**WHAT YOU SHOULD DO:** Please continue the forum thread about wrist pain from mountain bike handlebars from where it stops.

**TEXT PROVIDED:**
+---+
Has anyone else had issues with their wrists on the new handlebar std? Would going to 31.8 be a little less stiff?
If you keep doing it you'll go blind 🙂
Either strengthen it more, lay off it a bit or swap hand...
Taken a knock at some point? Is the position still good with your controls?
Are your forks working properly?
Is it both wrists
Edited / deleted. More content to add... but as someone with feeble wrists i felt is was more deserving of a longer answer (to follow)
I doubt the different in flex between a 31.8 and 35mm bar will be the factor, it may be more to do with the sweep and / or some other weakness.
FWIW I've had some intermittent pain on my right wrist but have been experimenting with bar and brake position and found that tilting the bars further forward so the ends are more upswept and rotating brake levers down has helped ease the discomfort.
Last time I had wrist pain I was convinced it was rsi had all the fancy gubbins for my pc etc. Turns out it was my forks set with too much compression (to stop them diving) and shit skinny grips. I got some fat bonty grips with locking ring only on the inside and a proper weight spring for the forks. No more pain.
If the sore wrists are a pattern of injury then it will only get worse unless you get to the bottom of it. You've started a thread asking "Is it the bars?"; this is impossible to determine definitively because we know so little. I'd look very broadly at your setup and try and work systematically looking for problem areas.
I don't know where you ride, what you ride and how fast / hard you ride except for the mention of "rough downhill impacts". Is this a hardtail or full suss? What travel? What typical trails? Are you aggressive (for want of a better term)?
Regardless of those questions there's a bunch of stuff that makes a difference:
1. wrist angle from rolling your bar back/forward
2. brake lever flatness / single finger setup / brake reach
3. reach and stack - if you're running a too short stem (for fashion reasons) on a too short bike it can really send you out of position and might end up at the wrists
After all of that you have setup and there is a wealth of misguiding information floating around. It isn't necessarily badly intentioned information but it can be that one person's solution doesn't apply across the board. I'll stick to generalisations to explain why I don't think a 35mm bar is the problem.
Bars do have a feel; that is certain but they are at the end of a chain of connectivity between you and the dirt. Tyres and suspension all come before the bars and, crucially, they have a significant (damped) deformation built in as a principal part of their design; bars do not. Yes, bars deform under load. Yes, Spank pump a bar full of foam and tell you it has damping. Everybody knows carbon is a wunder material with natural damping, whatever that means. But bars are just bars; they're not very clever devices.
So key to a smooth ride is the combination of tyres and suspension setup and then on top of that if you are grabbing huge handfuls of brake with twisted up wrists while nailing Alpine sized verticals over braking bump strewn trails, you will have a recipe for wrist trouble.
+---+
**Saved entries:**
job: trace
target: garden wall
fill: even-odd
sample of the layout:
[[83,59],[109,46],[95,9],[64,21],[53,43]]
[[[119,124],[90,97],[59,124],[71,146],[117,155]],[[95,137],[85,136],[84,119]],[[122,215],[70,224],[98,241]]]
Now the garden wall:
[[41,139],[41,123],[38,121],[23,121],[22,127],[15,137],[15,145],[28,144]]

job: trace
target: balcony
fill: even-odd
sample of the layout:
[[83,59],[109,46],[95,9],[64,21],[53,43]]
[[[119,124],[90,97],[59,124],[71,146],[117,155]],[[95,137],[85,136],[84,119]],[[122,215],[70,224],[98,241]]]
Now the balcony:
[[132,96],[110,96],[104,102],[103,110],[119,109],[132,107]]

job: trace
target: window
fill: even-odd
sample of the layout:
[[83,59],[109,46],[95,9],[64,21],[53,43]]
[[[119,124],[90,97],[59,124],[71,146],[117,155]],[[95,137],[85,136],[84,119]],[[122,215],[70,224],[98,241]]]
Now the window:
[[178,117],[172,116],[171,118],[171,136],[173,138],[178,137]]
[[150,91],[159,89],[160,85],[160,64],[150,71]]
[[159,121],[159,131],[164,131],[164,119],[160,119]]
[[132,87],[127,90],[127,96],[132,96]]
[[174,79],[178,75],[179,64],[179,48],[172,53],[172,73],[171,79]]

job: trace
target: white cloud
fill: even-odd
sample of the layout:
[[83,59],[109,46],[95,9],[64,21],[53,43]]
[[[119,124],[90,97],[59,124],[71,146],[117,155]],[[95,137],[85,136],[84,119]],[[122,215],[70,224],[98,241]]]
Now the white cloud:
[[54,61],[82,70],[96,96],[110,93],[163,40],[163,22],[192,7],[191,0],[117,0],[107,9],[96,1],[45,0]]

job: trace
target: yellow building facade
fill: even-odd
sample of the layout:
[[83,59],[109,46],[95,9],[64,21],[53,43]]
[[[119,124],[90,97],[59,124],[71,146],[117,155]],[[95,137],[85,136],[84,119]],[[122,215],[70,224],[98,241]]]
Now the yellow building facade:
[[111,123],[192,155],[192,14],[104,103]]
+---+
**RESULT OF THE EXERCISE:**
My riding at the moment is on alpine sized verticals over braking bump strewn trails. I have weak wrists - they've been problematic since 2002 and I've learned to live with them. I've also worked extremely hard on my setup to enable to me to keep riding the way I want to ride. The key turning point in my story was when I realised that the changes I'd been making to make my suspension softer had actually aggravated my wrists more than ever. With soft setups I had two problems:
1. Bottoming out (or just sitting deep in the travel) on steep terrain
2. My rebound set too slow for the soft spring so a tendency to pack down if speeds picked up
In particular that second characteristic would mean I'd be afraid of speed picking up and I'd hang up hard on the brakes a lot which killed my wrists / gave me arm pump pretty quickly.
So without knowing too much about your situation I'd just encourage to say that wrists take a hammering in this sport but even feeble wrists can be accommodated with sensitive setup choices. So more information please and there may be some ideas for your setup.
But I don't think the bars being 35mm diameter are the problem.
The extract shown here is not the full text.